Monday, June 05, 2006

Reflections from a noisy Vicar

Another sermon - this time preached yesterday in a couple of my own local churches. No great theological thoughts, just a few reflections of my own... Strange for me to say that noise is not always a good thing!!!

dum de dum de dum de dum

The Spirit of Subtlety

John 15.26-27, 16.4b-15
Romans 8.22-27
Acts 2.1-21

Every year we celebrate Pentecost, and every year we make a big noise about it! I mean that literally, we have the reading from Acts talking of the Holy Spirit coming like a rushing wind, with tongues of fire – as if the divine special effects budget was blown on this one event, the birthday of the Church… Then there’s the babbling, the different languages, all the noise of people speaking before one voice shouts above them all to proclaim the death and resurrection of Jesus Christ, the saviour, the one who was prophesied, and pouring out of God’s Spirit on all flesh.

In the letter to the Romans, Chapter 8 v 22-27 one of the alternative readings set for this morning we hear of creation ‘groaning in labour pains until now!’ In Ezekiel, one of the main passages we have offered as a reading for Pentecost but rarely read because the story in Acts takes precedent we have the vision of the valley of dry bones as the Spirit of God reassembles a whole host of skeletal remains – not a silent enterprise I expect.

----

- REQUIRED WORK:
1. Translate this sentence from the sermon into Spanish: "Every year we celebrate Pentecost, and every year we make a big noise about it!"
2. Reproduce the sermon word for word between "In the letter" and "enterprise I expect.", inclusive.

- MATERIAL SUPPLIED:

----

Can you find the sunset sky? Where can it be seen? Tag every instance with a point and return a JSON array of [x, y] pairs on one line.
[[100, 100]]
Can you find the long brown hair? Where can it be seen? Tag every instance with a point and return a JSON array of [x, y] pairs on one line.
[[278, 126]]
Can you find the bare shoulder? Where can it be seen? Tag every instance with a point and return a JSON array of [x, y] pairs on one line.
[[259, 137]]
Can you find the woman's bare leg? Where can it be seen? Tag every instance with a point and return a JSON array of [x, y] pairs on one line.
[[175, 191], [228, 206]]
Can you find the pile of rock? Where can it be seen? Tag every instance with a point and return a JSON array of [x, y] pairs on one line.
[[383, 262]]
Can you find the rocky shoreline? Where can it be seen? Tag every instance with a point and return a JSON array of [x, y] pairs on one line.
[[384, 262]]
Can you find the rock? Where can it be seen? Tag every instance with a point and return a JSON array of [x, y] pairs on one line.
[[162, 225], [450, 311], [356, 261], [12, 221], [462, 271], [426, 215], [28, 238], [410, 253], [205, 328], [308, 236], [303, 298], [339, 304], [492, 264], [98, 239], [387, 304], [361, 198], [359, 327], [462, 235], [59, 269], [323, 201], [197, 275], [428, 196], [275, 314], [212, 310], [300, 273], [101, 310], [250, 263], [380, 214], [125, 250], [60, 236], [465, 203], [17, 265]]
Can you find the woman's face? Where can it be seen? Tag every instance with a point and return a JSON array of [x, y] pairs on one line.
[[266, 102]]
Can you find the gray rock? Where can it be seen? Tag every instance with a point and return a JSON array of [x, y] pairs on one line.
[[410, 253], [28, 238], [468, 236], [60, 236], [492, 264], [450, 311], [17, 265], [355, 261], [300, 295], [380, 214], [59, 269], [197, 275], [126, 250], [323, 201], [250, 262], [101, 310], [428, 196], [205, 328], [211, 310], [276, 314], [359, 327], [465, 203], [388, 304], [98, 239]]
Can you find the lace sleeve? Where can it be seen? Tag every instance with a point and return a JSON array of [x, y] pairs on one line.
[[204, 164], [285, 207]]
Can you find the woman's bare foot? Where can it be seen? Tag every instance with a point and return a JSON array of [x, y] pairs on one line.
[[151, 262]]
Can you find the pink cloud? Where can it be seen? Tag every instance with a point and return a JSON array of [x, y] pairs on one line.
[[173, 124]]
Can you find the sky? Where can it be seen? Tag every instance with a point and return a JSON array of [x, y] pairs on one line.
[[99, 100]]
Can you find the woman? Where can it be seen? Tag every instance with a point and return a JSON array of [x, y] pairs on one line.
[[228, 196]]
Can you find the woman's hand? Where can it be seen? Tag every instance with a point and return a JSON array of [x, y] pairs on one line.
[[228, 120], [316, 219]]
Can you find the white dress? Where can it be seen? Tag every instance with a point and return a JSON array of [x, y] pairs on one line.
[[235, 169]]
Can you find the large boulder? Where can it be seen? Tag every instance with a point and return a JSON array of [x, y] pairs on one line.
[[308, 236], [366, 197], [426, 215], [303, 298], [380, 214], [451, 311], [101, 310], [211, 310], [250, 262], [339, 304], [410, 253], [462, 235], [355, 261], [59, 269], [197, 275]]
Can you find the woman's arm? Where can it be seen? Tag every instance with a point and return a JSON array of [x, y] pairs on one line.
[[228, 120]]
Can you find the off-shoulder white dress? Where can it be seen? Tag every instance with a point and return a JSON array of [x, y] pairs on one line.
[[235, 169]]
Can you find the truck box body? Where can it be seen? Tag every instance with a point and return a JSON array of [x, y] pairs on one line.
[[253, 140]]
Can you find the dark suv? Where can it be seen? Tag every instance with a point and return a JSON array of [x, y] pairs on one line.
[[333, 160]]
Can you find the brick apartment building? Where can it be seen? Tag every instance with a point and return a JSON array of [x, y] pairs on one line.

----

- SET OF ANSWERS:
1. ¡Cada año celebramos Pentecostés, y cada año hacemos mucho ruido al respecto!

2.
In the letter to the Romans, Chapter 8 v 22-27 one of the alternative readings set for this morning we hear of creation ‘groaning in labour pains until now!’ In Ezekiel, one of the main passages we have offered as a reading for Pentecost but rarely read because the story in Acts takes precedent we have the vision of the valley of dry bones as the Spirit of God reassembles a whole host of skeletal remains – not a silent enterprise I expect.